*** Text shown Section Begins ***

I have detected very little of that this season. Even at the Emirates, which is usually a largely disengaged audience half looking up from their phones or crossword puzzles, there has been greater buoyancy despite the fact that the team has been, arguably, worse than ever. I think there are many factors behind this.
The main explanation is probably similar to the reason crowds boomed in the wake of the Second World War- people who have been able to go back are just grateful to be there and to be inching towards some semblance of normality. These also remain uncertain times; nobody can say for sure that full crowds will be allowed throughout the winter.
The lingering threat of another short winter lockdown remains so there might also be a sense of making the most of the situation while it’s possible to do so. And let’s face it, Arsenal aren’t even expected to compete for the top four this season, the defeats probably just feel like they matter less now. There is a value to finishing 5th instead of 6th, or 6th instead of 7th but not one that resonates in an emotional way.

*** Text shown Section Ends ***
*** Dataset records Section Begins ***

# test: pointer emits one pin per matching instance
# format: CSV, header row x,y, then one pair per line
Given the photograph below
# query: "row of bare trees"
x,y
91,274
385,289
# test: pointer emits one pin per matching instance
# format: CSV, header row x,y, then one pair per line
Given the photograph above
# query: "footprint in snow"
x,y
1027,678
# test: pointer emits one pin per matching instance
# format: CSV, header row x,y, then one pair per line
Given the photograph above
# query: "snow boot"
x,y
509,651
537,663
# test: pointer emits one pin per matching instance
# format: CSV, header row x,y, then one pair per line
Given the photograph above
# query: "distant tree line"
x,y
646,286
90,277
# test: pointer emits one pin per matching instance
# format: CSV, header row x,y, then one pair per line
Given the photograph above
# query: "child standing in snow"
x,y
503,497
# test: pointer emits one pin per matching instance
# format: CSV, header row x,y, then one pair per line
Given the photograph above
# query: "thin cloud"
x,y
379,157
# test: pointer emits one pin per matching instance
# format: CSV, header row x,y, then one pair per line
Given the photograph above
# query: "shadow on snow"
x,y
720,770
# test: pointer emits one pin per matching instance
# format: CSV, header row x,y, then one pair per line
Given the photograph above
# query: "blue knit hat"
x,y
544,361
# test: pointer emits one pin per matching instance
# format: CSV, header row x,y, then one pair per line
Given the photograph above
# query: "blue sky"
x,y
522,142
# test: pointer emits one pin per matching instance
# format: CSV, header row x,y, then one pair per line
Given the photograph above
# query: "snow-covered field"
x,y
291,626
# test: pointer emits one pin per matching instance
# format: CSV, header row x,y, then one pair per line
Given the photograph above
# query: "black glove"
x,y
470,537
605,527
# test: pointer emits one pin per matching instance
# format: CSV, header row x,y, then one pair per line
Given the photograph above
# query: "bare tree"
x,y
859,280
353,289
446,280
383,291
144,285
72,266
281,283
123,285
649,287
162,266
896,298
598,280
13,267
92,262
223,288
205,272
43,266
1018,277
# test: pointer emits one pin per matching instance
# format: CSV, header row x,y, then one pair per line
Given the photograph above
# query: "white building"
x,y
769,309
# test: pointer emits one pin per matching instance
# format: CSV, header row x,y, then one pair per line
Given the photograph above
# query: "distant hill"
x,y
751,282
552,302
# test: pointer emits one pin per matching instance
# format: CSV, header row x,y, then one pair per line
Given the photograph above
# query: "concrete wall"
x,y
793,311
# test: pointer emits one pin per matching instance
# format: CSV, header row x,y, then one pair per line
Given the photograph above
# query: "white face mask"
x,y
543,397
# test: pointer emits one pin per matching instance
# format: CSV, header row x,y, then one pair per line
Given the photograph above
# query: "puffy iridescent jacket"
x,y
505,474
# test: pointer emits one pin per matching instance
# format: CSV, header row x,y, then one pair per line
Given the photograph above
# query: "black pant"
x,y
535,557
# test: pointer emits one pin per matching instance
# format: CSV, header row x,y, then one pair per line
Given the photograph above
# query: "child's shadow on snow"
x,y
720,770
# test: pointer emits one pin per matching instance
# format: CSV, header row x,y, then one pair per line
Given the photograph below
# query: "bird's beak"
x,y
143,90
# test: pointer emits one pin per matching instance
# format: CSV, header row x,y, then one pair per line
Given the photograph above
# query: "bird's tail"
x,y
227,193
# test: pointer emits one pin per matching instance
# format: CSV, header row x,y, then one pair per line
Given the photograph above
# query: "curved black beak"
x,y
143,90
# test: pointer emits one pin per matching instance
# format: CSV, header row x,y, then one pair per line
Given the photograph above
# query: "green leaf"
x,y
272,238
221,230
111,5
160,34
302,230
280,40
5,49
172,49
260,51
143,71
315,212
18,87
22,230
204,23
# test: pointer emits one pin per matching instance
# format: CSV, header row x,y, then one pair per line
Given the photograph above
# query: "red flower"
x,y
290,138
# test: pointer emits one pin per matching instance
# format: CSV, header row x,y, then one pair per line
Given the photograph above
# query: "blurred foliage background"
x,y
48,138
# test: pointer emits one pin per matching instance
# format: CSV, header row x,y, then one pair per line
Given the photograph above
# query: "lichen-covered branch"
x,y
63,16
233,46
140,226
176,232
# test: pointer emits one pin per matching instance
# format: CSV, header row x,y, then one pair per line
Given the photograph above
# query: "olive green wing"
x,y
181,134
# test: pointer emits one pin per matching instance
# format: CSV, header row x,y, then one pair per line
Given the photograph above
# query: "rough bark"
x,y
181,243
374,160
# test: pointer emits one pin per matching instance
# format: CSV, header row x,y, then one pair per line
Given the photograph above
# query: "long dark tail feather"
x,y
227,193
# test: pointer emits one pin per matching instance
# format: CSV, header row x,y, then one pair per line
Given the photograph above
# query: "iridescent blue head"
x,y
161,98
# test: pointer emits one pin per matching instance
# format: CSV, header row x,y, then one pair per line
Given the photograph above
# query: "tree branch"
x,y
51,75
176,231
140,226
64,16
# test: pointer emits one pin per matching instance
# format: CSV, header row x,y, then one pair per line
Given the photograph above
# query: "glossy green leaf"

*** Dataset records Section Ends ***

[Task 1] Condense the paragraph in the passage about Arsenal's crowds that begins "The lingering threat of another short winter lockdown" into two sentences, keeping its main points.
[Task 2] Write the next paragraph of the passage about Arsenal's crowds, continuing from its last sentence.
The data above are separate from the passage about Arsenal's crowds.

[Your response 1] The chance of another short winter lockdown may lead fans to make the most of attending while they can. Because Arsenal aren't expected to compete for the top four, defeats seem to matter less, and finishing 5th instead of 6th or 6th instead of 7th has value but no emotional resonance.

[Your response 2]
In terms of the away crowd, I think there are a few other factors at play. For people that travel to away games, going to football is a huge part of their life that just went missing for 18 months. I have regularly been attending away games for 20 years and there are hundreds who have been doing it for double that time and more.
— Tim Stillman (@Stillberto) September 18, 2021
These people didn’t just lose a weekend hobby during the pandemic, a lot of their familial and social ties exist in these occasions. I also think there has been a slight reset in the away crowd too. This season, Arsenal abolished the long-standing away ticket scheme (of which I was a member). This is an away season ticket held by around 1,000 fans.
It meant that you were guaranteed a ticket for every Arsenal domestic away fixture, the ticket is sent to you and the money deducted from your account. For the next two seasons, there is a protected period for the legacy away schemers, meaning they have the first ticket-buying window and a chance to keep themselves at the tip of the away credits mountain once the away scheme totally ceases to exist in two years’ time.
Arsenal took the opportunity to refresh their approach to away ticketing as some memberships were used only in the protectionist sense. Some members sold tickets on for all but the most in-demand away matches, it meaning they could ensure themselves a ticket for Spurs or Chelsea away. The pandemic also reset the away credit ceiling. Pre-covid, many members had 50-60 away credits, which made the ceiling high for new entrants to the away day experience.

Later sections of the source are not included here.